### Data

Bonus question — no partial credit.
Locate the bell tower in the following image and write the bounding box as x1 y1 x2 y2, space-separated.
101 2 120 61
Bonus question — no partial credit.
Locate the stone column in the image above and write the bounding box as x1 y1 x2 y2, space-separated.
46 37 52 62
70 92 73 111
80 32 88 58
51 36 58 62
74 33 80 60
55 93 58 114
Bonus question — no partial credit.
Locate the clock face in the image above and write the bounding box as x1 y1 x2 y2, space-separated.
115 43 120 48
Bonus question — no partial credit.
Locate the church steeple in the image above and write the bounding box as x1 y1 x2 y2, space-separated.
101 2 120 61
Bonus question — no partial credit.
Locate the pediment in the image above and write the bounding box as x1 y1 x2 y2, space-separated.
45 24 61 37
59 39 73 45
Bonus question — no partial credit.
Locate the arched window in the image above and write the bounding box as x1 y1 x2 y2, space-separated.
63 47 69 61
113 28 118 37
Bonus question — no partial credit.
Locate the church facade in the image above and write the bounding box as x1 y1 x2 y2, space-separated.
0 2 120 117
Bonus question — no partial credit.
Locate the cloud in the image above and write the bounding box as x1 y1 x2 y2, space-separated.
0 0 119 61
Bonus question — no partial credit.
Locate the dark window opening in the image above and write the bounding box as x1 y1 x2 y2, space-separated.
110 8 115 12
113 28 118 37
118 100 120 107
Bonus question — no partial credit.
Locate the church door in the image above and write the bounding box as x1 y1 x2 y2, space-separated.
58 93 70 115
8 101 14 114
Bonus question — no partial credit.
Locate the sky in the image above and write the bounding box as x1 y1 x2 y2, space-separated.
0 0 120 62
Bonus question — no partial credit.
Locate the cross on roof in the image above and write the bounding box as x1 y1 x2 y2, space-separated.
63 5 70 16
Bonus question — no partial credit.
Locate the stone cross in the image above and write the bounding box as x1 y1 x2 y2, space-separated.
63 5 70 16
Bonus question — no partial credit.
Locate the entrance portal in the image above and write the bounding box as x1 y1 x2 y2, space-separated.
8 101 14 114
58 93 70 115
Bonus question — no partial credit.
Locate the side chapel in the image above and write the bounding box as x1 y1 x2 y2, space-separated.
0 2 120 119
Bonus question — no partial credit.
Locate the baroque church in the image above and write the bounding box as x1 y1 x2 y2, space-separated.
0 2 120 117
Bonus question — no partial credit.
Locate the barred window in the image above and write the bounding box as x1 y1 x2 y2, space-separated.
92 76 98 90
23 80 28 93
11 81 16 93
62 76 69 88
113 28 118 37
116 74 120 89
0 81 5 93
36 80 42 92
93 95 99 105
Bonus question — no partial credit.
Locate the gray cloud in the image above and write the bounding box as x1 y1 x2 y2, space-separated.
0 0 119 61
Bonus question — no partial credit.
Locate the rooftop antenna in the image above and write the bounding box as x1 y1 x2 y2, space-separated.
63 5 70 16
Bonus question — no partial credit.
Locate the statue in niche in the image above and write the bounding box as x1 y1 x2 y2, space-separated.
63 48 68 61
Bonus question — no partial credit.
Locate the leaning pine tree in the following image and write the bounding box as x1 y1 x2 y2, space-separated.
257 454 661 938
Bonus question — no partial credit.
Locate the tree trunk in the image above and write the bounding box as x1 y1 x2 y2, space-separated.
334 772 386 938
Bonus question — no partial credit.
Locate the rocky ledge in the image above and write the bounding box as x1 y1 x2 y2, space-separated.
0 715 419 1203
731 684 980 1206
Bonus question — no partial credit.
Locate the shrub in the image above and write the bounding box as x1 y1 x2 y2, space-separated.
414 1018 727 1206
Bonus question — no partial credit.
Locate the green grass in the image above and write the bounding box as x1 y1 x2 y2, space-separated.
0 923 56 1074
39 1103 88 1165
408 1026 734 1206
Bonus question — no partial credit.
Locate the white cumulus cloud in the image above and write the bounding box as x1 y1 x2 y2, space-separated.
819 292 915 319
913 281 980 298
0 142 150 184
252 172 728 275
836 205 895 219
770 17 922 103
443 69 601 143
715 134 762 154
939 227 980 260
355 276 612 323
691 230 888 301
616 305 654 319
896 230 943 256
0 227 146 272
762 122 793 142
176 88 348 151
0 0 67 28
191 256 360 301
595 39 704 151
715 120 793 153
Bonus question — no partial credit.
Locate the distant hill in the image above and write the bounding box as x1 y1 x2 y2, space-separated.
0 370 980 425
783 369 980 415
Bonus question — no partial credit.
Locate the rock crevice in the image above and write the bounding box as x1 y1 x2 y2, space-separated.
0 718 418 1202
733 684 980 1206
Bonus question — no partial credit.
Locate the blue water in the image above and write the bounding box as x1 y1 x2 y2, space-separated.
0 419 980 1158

### Written task
Please write out the whole listing above again, replacing each "Locate" with "Find" and keeping everything else the same.

### Solution to the problem
Bonus question — no partial credit.
Find the bell tower in the following image and write the bounding box as x1 y1 x2 y2, space-separated.
101 2 120 61
Bonus question — no partial credit.
Find the stone column in the image above and write the bounding box as x1 y1 x2 y2, space-separated.
46 37 52 62
70 92 73 111
80 32 88 58
51 36 58 62
74 33 80 60
55 93 58 114
Bonus question — no partial credit.
Find the clock face in the image above and write the bounding box as x1 y1 x2 y2, space-separated.
115 43 120 48
Bonus question — no partial credit.
Find the church steeple in the image above and write the bounding box as x1 y1 x2 y2, space-separated.
101 2 120 61
Bonus question — no partial credit.
Find the pediment in the image above and write the bounding box as x1 y1 x2 y2, space-separated.
45 24 61 37
59 39 73 45
Bonus question — no partial credit.
Find the arched window in the image above and write the bounding box as x1 y1 x2 y2, space-separated.
63 47 69 61
113 28 118 37
Bonus question — no partial credit.
Find the church facade in the image above and write the bounding box as x1 y1 x2 y2, space-separated.
0 2 120 117
Bonus question — no partial credit.
Find the cloud in the image above and write the bounding box as x1 y1 x2 y2, space-separated.
0 0 119 61
Bonus question — no partial credit.
Find the dark window opening in the image above and write the bounding box as x1 y1 x2 y2, space-separated.
110 8 115 12
113 28 118 37
118 100 120 107
Bonus question — no partial credit.
Find the church door in the image above and write the bounding box as x1 y1 x2 y2, space-separated.
58 93 70 115
8 101 14 114
Bonus question — no partial credit.
Find the sky in the image above and write the bounding box as x1 y1 x2 y2, space-separated.
0 0 120 62
Bonus question — no partial credit.
Find the cross on roof in the image above and write the bounding box as x1 y1 x2 y2, space-separated.
63 5 70 16
Bonus question — no partial credit.
Find the stone cross in the image above and write the bounding box as x1 y1 x2 y2, space-separated.
63 5 70 16
Bonus question — no partial credit.
Find the entrance portal in the image above and write the bounding box as x1 y1 x2 y2, space-separated.
8 101 14 114
58 93 70 115
Bonus question — no partial credit.
Find the side chapel in the image above and write the bounding box as x1 y1 x2 y2, space-separated.
0 2 120 119
Bonus question — no partial credit.
Find the baroque church in the image above and write the bounding box as x1 y1 x2 y2, space-separated.
0 2 120 117
Bonus question — no partial credit.
Find the barred window in the image above and write the bounding box as x1 y1 x2 y2, space-separated.
92 76 98 90
23 80 28 93
11 81 16 93
62 76 69 88
113 28 118 37
116 74 120 89
0 81 5 93
36 80 42 92
93 95 99 105
Bonus question — no partial credit.
Find the gray cloud in the image above and write the bounding box as x1 y1 x2 y2, space-separated.
0 0 119 61
Bonus question — no partial credit.
Find the rooftop antenna in the image above and write the bounding box as x1 y1 x2 y2, space-separated.
63 5 70 16
Bonus question — no partial credit.
Find the statue in niche in the image above and write the bounding box as x1 y1 x2 y2, space-separated.
63 48 68 61
Bonus question — no partial credit.
Find the leaning pine tree in the following image and write the bounding box as x1 y1 x2 y2, space-separated.
257 454 661 938
Bonus question — no partial credit.
Find the tree trunk in the image above and write the bounding box as x1 y1 x2 y2, space-separated.
334 772 386 938
Bonus question — no partial credit.
Find the rocky ledge in the image above and write the bounding box as x1 y1 x2 y2, space-separated.
0 715 419 1203
731 684 980 1206
Bonus question — no partial credit.
Find the shrub in the image above and write the bounding box as x1 y1 x2 y2, space-separated.
414 1018 727 1206
Bonus question — no partial credit.
Find the green grass in the image above and write the bounding box as x1 y1 x2 y2, space-separated.
0 923 56 1074
39 1103 88 1165
408 1026 734 1206
Bonus question — no partial credit.
Find the white cumulus cloud in the image above and write the bounding box as x1 y1 x2 y2, space-separated.
819 292 915 319
913 281 980 298
0 142 150 184
252 172 728 275
836 205 895 219
770 17 922 103
443 69 601 143
715 134 762 154
939 227 980 260
355 276 612 323
691 230 888 301
616 305 654 319
896 230 943 256
0 227 146 272
762 122 793 142
176 88 348 151
0 0 67 28
191 256 360 301
595 39 704 151
715 120 793 153
Bonus question — no partial credit.
Find the distant hill in the image above and write the bounding box as x1 y1 x2 y2, space-separated.
0 370 980 425
783 369 980 415
Bonus question — no partial credit.
Find the rock crevice in the image above and write the bounding box as x1 y1 x2 y2, space-separated.
0 718 418 1202
733 684 980 1206
Bonus question — no partial credit.
Find the blue water in the image above and write the bounding box as x1 y1 x2 y2, space-separated.
0 419 980 1158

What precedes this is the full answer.